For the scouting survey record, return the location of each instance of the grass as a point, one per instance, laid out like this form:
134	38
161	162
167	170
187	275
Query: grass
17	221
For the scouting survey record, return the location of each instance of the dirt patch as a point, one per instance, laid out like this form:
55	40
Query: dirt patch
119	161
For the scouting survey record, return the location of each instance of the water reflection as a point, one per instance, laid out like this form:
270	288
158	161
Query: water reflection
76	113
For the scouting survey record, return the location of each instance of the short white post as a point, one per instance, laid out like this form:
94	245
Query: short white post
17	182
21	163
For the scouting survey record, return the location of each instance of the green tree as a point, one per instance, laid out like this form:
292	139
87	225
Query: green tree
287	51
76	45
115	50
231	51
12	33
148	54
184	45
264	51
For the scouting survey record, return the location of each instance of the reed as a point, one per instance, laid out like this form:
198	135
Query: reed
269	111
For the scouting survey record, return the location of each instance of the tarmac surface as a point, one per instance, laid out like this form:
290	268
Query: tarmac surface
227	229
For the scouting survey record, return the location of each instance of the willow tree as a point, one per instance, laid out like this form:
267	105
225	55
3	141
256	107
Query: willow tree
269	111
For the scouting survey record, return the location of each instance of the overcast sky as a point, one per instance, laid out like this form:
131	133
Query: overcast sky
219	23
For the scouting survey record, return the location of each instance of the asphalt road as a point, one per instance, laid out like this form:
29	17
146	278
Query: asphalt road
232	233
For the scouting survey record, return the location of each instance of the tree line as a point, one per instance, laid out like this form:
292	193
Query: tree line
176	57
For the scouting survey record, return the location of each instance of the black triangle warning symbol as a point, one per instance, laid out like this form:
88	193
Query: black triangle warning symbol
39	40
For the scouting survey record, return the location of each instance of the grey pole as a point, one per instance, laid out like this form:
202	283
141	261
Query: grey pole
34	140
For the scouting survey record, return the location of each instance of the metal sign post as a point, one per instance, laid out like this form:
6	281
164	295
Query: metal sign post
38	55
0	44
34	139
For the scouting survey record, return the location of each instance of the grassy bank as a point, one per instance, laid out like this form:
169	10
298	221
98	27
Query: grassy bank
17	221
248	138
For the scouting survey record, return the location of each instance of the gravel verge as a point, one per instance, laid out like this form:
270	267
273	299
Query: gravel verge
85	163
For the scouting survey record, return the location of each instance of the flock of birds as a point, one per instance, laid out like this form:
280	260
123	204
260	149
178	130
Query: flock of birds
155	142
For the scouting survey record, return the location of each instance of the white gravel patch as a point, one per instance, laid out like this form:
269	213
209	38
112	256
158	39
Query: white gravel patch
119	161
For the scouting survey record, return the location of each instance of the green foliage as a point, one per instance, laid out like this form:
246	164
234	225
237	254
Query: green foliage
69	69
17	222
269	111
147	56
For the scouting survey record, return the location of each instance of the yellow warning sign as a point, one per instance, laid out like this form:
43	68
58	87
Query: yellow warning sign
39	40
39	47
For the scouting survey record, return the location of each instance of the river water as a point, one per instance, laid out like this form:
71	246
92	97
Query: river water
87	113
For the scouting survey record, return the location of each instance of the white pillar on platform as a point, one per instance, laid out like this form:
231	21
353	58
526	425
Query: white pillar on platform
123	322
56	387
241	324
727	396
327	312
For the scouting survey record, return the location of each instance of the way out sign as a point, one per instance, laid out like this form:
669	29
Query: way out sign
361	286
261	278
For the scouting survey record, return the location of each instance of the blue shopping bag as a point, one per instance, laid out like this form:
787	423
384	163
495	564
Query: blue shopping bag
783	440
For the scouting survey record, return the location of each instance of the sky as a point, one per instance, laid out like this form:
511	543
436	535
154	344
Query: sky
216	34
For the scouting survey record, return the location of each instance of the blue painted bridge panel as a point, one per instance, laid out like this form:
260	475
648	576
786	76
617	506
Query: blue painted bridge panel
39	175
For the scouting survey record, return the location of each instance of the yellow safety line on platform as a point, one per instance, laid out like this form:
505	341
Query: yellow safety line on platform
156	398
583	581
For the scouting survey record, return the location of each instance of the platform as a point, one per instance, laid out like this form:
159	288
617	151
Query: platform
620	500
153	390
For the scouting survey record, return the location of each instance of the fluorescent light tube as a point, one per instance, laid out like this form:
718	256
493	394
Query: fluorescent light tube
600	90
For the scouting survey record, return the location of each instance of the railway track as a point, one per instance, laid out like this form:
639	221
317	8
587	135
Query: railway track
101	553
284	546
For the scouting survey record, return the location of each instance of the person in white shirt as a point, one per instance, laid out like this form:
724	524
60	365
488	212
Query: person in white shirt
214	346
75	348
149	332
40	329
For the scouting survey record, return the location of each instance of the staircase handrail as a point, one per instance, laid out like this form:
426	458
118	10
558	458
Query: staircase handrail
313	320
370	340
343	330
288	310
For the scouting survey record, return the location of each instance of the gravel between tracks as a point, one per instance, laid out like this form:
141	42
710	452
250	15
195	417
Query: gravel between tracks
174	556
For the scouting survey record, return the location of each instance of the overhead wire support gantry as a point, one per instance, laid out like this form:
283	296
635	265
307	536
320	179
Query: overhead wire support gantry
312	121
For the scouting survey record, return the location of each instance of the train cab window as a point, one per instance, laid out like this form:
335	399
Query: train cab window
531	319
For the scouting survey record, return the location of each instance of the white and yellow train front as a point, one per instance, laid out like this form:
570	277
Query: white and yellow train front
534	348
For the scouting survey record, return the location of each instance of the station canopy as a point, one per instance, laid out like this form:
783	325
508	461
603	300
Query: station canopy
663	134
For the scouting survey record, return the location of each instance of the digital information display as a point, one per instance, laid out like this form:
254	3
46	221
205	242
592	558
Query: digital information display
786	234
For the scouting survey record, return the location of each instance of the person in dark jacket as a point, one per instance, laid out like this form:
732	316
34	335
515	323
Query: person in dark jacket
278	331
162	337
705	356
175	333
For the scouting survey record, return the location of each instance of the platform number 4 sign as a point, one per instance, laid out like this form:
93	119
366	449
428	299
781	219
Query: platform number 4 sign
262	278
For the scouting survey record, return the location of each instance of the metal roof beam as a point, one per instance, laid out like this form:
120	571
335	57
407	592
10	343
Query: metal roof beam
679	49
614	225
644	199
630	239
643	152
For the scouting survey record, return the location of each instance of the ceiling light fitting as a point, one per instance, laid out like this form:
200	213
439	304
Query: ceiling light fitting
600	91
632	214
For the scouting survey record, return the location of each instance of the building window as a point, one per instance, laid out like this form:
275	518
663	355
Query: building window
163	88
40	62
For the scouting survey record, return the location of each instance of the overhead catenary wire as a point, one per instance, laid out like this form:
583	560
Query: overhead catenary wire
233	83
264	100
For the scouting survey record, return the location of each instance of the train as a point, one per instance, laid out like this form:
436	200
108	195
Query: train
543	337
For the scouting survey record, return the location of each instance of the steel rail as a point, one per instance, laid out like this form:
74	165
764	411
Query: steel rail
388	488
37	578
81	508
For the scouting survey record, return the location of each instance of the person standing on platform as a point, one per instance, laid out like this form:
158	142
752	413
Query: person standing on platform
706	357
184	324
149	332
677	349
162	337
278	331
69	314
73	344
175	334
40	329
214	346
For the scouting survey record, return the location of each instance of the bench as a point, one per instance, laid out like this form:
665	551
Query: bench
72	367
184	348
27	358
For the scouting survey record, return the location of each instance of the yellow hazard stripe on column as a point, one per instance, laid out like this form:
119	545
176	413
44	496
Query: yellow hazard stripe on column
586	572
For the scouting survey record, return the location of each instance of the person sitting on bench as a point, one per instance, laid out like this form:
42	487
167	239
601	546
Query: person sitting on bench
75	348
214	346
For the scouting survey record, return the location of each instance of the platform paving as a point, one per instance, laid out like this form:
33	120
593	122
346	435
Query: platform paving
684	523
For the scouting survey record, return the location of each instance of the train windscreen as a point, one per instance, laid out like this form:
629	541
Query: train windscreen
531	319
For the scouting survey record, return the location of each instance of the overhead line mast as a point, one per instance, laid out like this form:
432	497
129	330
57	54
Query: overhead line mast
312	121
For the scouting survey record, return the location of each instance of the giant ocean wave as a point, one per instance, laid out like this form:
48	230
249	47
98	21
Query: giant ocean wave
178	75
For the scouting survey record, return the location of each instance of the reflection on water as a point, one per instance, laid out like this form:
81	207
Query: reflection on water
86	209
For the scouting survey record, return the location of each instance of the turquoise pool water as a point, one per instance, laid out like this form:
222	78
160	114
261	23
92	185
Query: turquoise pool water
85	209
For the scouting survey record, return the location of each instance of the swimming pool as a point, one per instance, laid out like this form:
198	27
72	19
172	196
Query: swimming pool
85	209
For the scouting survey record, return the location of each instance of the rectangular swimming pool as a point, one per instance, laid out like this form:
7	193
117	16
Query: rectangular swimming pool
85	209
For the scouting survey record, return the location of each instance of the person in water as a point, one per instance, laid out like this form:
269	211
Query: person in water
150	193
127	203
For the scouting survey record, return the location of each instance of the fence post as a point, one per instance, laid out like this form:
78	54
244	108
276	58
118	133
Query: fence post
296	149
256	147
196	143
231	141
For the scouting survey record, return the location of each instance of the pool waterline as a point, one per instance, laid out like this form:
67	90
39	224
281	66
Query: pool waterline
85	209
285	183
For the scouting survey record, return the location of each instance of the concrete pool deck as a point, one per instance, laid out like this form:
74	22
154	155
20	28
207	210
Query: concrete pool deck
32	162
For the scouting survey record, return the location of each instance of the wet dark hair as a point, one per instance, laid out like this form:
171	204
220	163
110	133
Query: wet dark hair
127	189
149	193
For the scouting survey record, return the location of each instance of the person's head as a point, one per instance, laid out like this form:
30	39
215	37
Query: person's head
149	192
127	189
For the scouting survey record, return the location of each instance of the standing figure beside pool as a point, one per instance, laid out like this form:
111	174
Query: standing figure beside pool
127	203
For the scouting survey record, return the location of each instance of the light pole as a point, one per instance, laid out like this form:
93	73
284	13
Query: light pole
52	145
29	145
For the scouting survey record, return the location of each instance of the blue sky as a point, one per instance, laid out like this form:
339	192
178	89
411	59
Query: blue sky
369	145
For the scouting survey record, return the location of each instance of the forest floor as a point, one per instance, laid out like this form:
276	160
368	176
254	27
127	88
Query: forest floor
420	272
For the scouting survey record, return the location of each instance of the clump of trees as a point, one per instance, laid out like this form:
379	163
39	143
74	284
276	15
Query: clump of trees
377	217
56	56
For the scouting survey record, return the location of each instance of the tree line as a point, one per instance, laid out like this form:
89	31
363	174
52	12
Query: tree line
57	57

==

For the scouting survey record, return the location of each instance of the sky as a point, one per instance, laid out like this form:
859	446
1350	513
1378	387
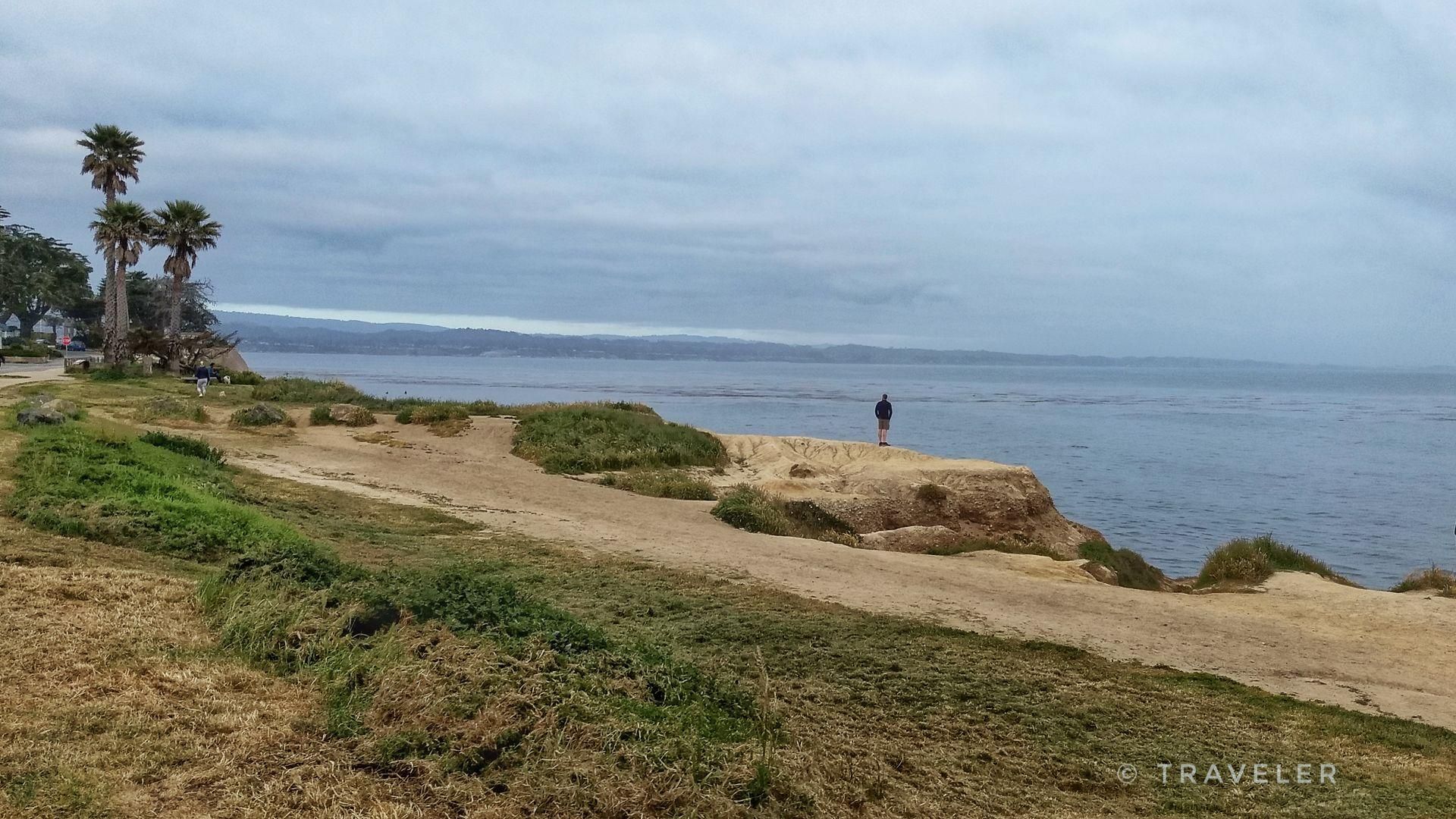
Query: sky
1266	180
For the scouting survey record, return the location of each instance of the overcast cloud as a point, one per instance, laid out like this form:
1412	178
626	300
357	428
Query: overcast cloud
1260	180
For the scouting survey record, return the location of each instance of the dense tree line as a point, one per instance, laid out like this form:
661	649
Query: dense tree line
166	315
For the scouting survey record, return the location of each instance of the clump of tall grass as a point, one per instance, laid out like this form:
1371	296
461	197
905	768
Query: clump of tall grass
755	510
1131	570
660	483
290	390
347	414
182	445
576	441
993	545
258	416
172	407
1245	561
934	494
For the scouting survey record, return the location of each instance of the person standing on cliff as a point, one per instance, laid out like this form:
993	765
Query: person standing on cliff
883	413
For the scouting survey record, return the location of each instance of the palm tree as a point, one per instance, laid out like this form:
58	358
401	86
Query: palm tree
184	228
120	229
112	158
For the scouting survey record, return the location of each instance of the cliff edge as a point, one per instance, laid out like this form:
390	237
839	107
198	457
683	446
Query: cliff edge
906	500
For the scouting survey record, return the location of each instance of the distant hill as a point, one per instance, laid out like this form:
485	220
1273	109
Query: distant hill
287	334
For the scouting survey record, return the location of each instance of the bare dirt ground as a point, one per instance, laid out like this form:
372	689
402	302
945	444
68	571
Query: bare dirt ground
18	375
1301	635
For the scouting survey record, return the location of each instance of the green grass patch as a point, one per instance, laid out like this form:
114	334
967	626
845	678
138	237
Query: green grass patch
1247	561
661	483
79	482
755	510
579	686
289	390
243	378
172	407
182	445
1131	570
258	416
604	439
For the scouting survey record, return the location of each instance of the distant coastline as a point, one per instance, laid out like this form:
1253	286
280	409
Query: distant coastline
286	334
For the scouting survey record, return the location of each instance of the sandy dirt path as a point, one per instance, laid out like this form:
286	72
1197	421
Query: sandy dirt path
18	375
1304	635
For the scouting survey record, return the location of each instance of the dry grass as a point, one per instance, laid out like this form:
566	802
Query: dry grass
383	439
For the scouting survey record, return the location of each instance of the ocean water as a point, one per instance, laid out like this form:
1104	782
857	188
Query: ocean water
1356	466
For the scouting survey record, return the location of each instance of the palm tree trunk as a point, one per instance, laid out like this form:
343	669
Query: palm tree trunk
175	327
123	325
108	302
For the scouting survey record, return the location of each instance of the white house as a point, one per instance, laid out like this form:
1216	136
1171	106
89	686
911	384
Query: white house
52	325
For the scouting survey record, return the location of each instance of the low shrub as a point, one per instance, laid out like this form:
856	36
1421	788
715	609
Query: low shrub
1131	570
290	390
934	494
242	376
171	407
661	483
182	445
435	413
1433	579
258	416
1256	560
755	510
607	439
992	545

* * *

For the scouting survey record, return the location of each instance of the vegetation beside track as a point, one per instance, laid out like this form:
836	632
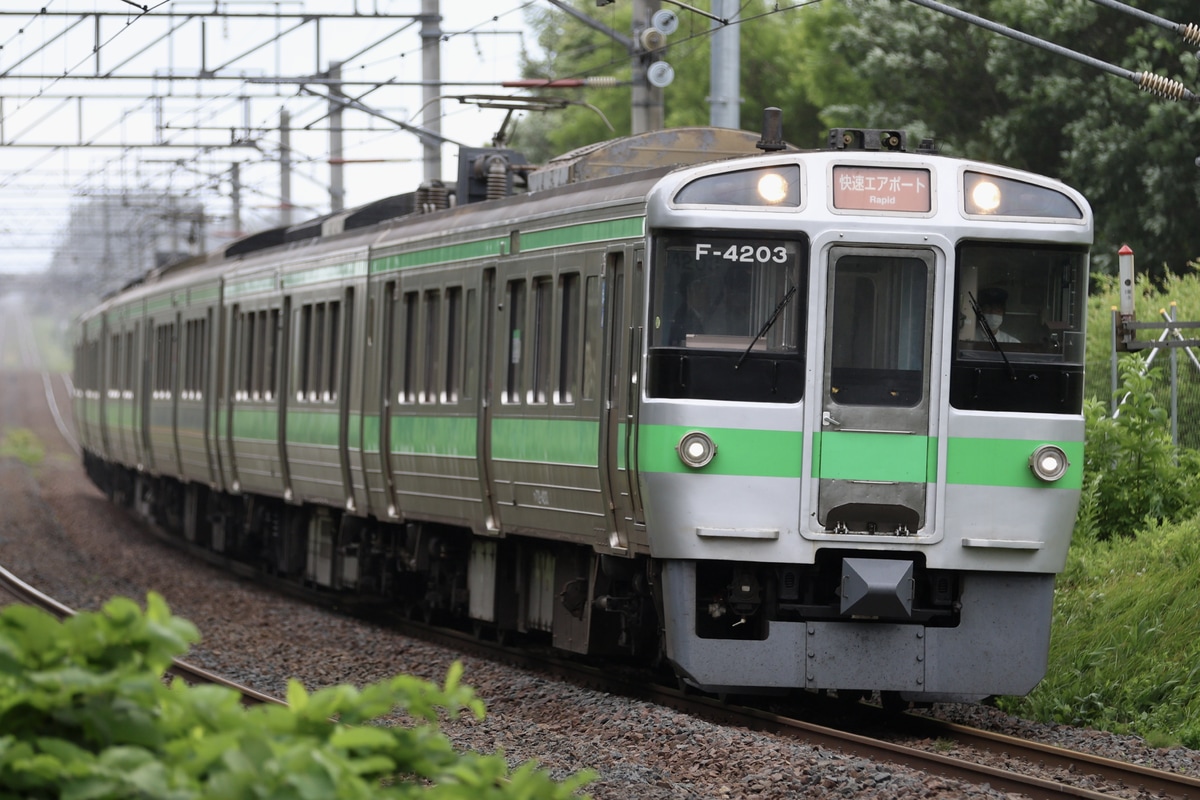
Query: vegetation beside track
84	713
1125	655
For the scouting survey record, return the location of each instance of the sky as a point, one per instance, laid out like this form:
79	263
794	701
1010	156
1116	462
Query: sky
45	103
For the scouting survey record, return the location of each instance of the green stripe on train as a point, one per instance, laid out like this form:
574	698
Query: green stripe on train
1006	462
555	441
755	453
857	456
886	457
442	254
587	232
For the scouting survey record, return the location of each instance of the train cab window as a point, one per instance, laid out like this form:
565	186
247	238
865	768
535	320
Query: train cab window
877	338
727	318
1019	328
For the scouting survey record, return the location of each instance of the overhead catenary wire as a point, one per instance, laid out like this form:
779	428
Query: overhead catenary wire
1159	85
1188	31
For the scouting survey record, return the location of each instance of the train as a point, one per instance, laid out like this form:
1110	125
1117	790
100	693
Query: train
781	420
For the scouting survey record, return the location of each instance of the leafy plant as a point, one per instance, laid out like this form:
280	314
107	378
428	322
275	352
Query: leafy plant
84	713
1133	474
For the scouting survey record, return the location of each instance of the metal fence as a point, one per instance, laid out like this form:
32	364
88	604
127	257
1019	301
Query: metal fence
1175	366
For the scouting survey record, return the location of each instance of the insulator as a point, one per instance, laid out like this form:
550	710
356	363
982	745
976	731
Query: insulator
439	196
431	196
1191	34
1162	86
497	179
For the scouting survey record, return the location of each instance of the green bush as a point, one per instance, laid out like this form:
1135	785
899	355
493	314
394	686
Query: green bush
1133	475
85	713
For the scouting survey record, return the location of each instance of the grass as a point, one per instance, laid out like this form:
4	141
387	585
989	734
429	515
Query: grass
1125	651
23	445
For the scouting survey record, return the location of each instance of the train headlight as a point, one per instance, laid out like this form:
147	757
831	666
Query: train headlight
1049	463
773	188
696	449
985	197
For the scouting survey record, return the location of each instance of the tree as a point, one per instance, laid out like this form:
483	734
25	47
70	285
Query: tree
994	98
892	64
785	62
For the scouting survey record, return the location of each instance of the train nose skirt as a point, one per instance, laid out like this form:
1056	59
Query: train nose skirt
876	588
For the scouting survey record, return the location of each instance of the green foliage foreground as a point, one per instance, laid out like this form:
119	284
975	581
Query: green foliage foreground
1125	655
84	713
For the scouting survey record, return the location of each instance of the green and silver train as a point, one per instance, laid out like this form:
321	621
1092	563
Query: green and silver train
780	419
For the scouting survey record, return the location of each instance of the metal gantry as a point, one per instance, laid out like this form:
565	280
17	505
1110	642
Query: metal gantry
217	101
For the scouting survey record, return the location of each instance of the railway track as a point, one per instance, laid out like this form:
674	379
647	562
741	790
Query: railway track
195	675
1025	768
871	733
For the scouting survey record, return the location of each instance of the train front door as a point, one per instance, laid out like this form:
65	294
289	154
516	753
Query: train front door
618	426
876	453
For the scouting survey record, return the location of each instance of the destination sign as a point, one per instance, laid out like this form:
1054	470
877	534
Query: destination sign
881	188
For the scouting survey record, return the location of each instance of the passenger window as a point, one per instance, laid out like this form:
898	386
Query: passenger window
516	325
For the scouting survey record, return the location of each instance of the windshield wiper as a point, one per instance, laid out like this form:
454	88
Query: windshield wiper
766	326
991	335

Goal of the exercise:
Locate each line in the entries above that contains the string "sitting", and copy all of those lines out in full.

Response:
For the scouting survey record, return the location of each instance of the person sitting on bench as a point, one per instance, laid out like this form:
Query: person sitting on bench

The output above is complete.